═════ ARTICLE ═════

Is a positive sequences of real numbers that converge to zero eventually decreasing?

Question

I wonder if a sequence of real numbers that converges to zero, where every term is positive is eventually decreasing. Is this true ? I have an idea on how to prove it by contradiction. If this isn’t true, we can always find a term in the sequence bigger than any term before it. We choose a subsequence of these “peaks”, and show it converges to something greater than zero, which is a contradiction. Is this a valid proof ?

Answer 1

Consider the sequence $$x_n = \frac{2+(-1)^n}{2^n}$$ This alternates between larger and smaller values, so it never becomes decreasing.

Answer 2

You can take the sequence $a_1 = 1, a_2 = \dfrac{1}{2}, a_3 = \dfrac{3}{4}, a_4 = \dfrac{1}{4}, a_5 = \dfrac{3}{8}, ...$. You can see the pattern yourself and the sequence does converge to $0$ while having the property that: $a_1 >a_2 < a_3 > a_4 < a_5....$

Answer 3

Here are many counterexamples.

═════

# STATED EXERCISE:
Answer these about the thread:
1. How does the person asking plan to prove the claim?
2. In Answer 1, why does the sequence never become decreasing?
3. What value does Answer 2 give for a_3?
You won't need the material that comes next.

═════ GIVEN INFORMATION ═════

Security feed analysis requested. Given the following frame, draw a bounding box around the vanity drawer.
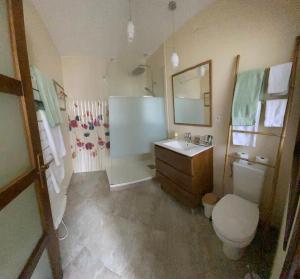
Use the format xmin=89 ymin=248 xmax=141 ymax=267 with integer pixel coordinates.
xmin=156 ymin=171 xmax=202 ymax=208
xmin=155 ymin=159 xmax=212 ymax=194
xmin=155 ymin=145 xmax=193 ymax=176
xmin=155 ymin=159 xmax=192 ymax=191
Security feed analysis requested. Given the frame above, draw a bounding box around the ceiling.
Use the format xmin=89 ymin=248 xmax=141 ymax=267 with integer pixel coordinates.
xmin=32 ymin=0 xmax=213 ymax=66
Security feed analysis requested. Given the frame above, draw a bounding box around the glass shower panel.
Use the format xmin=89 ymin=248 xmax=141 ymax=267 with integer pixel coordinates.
xmin=0 ymin=184 xmax=43 ymax=278
xmin=0 ymin=93 xmax=31 ymax=188
xmin=109 ymin=97 xmax=167 ymax=158
xmin=0 ymin=0 xmax=15 ymax=77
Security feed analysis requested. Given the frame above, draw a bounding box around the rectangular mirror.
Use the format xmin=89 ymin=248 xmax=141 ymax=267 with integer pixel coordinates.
xmin=172 ymin=60 xmax=212 ymax=127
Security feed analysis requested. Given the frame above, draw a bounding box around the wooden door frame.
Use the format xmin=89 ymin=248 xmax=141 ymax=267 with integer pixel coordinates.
xmin=0 ymin=0 xmax=63 ymax=279
xmin=280 ymin=86 xmax=300 ymax=279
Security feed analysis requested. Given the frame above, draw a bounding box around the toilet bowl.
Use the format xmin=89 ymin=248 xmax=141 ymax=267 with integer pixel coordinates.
xmin=212 ymin=194 xmax=259 ymax=260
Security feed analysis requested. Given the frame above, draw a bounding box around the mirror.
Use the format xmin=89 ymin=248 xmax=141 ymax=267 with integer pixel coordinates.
xmin=172 ymin=60 xmax=212 ymax=127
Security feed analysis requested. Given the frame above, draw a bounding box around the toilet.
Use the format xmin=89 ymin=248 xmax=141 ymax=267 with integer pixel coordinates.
xmin=212 ymin=160 xmax=266 ymax=260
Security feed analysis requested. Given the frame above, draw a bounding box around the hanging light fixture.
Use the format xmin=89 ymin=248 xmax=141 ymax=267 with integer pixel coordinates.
xmin=169 ymin=1 xmax=179 ymax=68
xmin=127 ymin=0 xmax=135 ymax=43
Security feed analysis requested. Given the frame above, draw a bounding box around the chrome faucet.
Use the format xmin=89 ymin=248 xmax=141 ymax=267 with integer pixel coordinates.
xmin=184 ymin=133 xmax=192 ymax=144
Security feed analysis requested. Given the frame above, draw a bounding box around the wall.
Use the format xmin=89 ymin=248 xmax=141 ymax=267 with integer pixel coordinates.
xmin=146 ymin=45 xmax=165 ymax=97
xmin=62 ymin=56 xmax=147 ymax=100
xmin=23 ymin=0 xmax=73 ymax=228
xmin=156 ymin=0 xmax=300 ymax=227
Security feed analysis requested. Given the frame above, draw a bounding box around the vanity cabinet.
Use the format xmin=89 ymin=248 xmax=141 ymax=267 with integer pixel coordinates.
xmin=155 ymin=145 xmax=213 ymax=208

═════

# SOLUTION TO THIS PROBLEM:
1. By contradiction.
2. It keeps switching between larger and smaller values.
3. 3/4